■ How to complete this task ■
Give the lines again word for word, beginning with the one containing "of the palm" and ending with the last line of the material below.

-----

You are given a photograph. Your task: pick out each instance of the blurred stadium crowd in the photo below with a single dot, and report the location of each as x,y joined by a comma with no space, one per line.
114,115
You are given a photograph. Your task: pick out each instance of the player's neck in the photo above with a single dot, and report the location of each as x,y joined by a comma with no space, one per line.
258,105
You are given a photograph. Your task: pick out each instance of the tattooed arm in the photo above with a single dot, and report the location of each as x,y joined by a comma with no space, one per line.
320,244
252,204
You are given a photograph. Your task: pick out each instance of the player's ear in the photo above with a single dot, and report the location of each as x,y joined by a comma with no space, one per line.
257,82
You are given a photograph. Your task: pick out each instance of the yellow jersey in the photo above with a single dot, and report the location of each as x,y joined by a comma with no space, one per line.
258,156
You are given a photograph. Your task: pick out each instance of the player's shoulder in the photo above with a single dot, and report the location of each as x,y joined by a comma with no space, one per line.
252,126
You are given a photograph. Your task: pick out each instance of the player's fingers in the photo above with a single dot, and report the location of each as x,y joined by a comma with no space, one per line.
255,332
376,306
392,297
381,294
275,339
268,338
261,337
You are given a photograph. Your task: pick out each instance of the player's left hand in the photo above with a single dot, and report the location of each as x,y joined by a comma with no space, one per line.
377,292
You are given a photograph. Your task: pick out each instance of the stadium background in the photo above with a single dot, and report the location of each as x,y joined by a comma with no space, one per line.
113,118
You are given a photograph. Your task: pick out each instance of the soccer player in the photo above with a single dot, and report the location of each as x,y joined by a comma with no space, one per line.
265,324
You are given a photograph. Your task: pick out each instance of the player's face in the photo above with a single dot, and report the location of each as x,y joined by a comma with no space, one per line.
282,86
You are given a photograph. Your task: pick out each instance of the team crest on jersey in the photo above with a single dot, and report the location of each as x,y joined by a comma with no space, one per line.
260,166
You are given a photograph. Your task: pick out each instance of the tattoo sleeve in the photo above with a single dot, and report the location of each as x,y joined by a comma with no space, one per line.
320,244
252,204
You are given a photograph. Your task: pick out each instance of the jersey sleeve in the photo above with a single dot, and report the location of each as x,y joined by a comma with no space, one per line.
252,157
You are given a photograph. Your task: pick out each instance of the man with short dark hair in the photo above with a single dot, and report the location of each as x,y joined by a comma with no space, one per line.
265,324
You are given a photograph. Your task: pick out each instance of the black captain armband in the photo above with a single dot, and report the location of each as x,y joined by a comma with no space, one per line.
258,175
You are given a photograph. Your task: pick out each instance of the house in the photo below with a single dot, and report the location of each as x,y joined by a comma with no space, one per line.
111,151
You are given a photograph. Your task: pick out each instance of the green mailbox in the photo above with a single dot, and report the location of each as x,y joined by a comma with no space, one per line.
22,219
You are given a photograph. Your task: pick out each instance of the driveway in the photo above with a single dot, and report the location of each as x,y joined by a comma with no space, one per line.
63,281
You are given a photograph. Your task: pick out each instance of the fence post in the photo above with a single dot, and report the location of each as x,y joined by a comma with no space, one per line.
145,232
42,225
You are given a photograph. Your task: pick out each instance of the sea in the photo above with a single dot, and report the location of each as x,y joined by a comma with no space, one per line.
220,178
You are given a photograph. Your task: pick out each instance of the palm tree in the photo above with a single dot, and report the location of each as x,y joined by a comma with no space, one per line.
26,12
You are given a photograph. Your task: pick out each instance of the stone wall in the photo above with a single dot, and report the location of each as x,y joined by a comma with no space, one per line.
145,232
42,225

-----

■ Exercise result ■
You are given a photograph. Your task: pick out each instance of the palm tree in the photo above with a single dot, and report the location of each as x,y joined by a comma with no space, one per line.
26,12
You are given a photograph. Your task: pick out each instance of the stone wall in the photo above with a single dot, and report the location of each as x,y joined by a comma with no space, one per line.
145,232
42,225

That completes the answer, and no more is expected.